Your objective → Apart from the pictures, please restate every entry below exactly.

Information given →
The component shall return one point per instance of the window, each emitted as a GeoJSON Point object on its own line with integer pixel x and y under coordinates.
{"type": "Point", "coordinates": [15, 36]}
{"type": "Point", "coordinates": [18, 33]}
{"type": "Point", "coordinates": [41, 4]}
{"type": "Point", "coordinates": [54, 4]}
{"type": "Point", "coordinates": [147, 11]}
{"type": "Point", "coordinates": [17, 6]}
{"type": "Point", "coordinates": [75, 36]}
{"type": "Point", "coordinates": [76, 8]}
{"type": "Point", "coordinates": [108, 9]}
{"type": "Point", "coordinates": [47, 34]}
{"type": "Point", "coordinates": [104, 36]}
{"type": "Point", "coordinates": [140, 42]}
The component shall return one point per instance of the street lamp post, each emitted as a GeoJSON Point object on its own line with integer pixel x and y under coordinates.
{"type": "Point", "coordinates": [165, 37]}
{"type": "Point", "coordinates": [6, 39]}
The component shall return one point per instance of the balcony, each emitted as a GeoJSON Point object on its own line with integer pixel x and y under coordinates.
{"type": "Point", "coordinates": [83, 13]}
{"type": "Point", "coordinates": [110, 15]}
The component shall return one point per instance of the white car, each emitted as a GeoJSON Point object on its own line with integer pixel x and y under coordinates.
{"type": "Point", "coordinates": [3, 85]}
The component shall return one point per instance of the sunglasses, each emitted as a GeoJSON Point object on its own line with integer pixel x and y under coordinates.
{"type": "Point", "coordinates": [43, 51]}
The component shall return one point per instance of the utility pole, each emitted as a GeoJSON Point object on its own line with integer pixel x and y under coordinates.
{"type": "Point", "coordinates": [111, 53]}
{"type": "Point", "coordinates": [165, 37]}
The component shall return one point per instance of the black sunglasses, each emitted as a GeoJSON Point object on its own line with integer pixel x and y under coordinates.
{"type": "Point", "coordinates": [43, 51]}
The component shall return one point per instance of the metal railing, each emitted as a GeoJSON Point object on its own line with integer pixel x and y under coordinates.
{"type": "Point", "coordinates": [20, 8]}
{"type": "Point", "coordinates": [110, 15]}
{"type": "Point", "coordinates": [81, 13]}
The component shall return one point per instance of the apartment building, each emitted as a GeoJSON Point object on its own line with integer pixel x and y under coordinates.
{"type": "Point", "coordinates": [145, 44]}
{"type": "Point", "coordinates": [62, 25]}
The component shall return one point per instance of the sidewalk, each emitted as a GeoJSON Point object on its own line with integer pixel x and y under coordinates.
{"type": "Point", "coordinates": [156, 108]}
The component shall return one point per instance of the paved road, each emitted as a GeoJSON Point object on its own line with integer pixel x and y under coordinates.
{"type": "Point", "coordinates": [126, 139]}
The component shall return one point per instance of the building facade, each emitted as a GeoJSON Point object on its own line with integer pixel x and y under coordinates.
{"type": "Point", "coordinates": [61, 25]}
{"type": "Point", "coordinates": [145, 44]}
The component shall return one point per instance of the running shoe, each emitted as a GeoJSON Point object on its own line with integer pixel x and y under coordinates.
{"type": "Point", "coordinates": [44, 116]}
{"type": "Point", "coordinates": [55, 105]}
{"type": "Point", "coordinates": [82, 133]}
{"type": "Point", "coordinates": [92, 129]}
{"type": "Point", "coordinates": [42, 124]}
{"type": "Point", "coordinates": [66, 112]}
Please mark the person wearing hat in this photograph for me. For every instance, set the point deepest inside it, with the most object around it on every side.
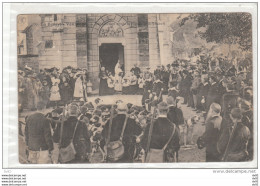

Result for this exercise →
The component shall return one point per instance of the window, each emitted as a GeoJSON Point object on its own line with integer pixel x and y under coordinates.
{"type": "Point", "coordinates": [15, 36]}
{"type": "Point", "coordinates": [18, 33]}
{"type": "Point", "coordinates": [41, 4]}
{"type": "Point", "coordinates": [54, 4]}
{"type": "Point", "coordinates": [147, 11]}
{"type": "Point", "coordinates": [17, 6]}
{"type": "Point", "coordinates": [75, 36]}
{"type": "Point", "coordinates": [76, 8]}
{"type": "Point", "coordinates": [108, 9]}
{"type": "Point", "coordinates": [47, 34]}
{"type": "Point", "coordinates": [104, 36]}
{"type": "Point", "coordinates": [140, 42]}
The component shall return one point per instance of the street lamp post, each emitted as a GeoJSON Point object on its own line with integer pixel x and y under coordinates.
{"type": "Point", "coordinates": [165, 37]}
{"type": "Point", "coordinates": [6, 39]}
The component shall return one point per instance of the balcony, each emitted as a GeoJSON Point object on its own line with integer pixel x and y under coordinates.
{"type": "Point", "coordinates": [83, 13]}
{"type": "Point", "coordinates": [110, 15]}
The component shall return one point per instance of the white car, each emitted as a GeoJSON Point object on its own line with integer pixel x and y under coordinates.
{"type": "Point", "coordinates": [3, 85]}
The component shall return one point per instance of the sunglasses, each emitted as a GeoJSON Point object on its own line with integer pixel x and y under coordinates.
{"type": "Point", "coordinates": [43, 51]}
The component shall return one point per instance of the utility pole, each emitted as a GeoJSON Point object on its own line with integer pixel x and y under coordinates.
{"type": "Point", "coordinates": [111, 53]}
{"type": "Point", "coordinates": [165, 37]}
The component shall return one point per instance of the black sunglasses, each emitted as a GeoJSON Point object on its own line with integer pixel x and y under coordinates.
{"type": "Point", "coordinates": [43, 51]}
The component shall return one point per instance of the metal railing, each emitted as a GeoJSON Point object on its own line with integer pixel x and y under coordinates.
{"type": "Point", "coordinates": [20, 8]}
{"type": "Point", "coordinates": [110, 15]}
{"type": "Point", "coordinates": [81, 13]}
The component shall return one point per instance of the apartment building, each emitted as a GeoJSON Point object on its own line with integer pixel x and y under coordinates.
{"type": "Point", "coordinates": [145, 44]}
{"type": "Point", "coordinates": [62, 25]}
The component shall return one point per instance of the sidewalk, each emitted as a GeoJSON Point object on its own line with integer pixel x and y under coordinates.
{"type": "Point", "coordinates": [156, 108]}
The component shall return one point per instance of the paved road, each emitted as a GeoJSON Point object on its own line with integer pixel x and y under coordinates.
{"type": "Point", "coordinates": [126, 139]}
The component shall return one point per instance of the building facade, each emitted as a GeoJSON Point object on its own line with integer pixel x and y under coordinates.
{"type": "Point", "coordinates": [61, 25]}
{"type": "Point", "coordinates": [145, 44]}
The component shall return one point per instance of the running shoe, each emitted as a GeoJSON Point object on its own line with integer pixel x and y under coordinates.
{"type": "Point", "coordinates": [44, 116]}
{"type": "Point", "coordinates": [55, 105]}
{"type": "Point", "coordinates": [82, 133]}
{"type": "Point", "coordinates": [92, 129]}
{"type": "Point", "coordinates": [42, 124]}
{"type": "Point", "coordinates": [66, 112]}
Please mark the person wearing hat in this photograph for me. For every instance, set the point deepest inside it, with the most object around it on every side.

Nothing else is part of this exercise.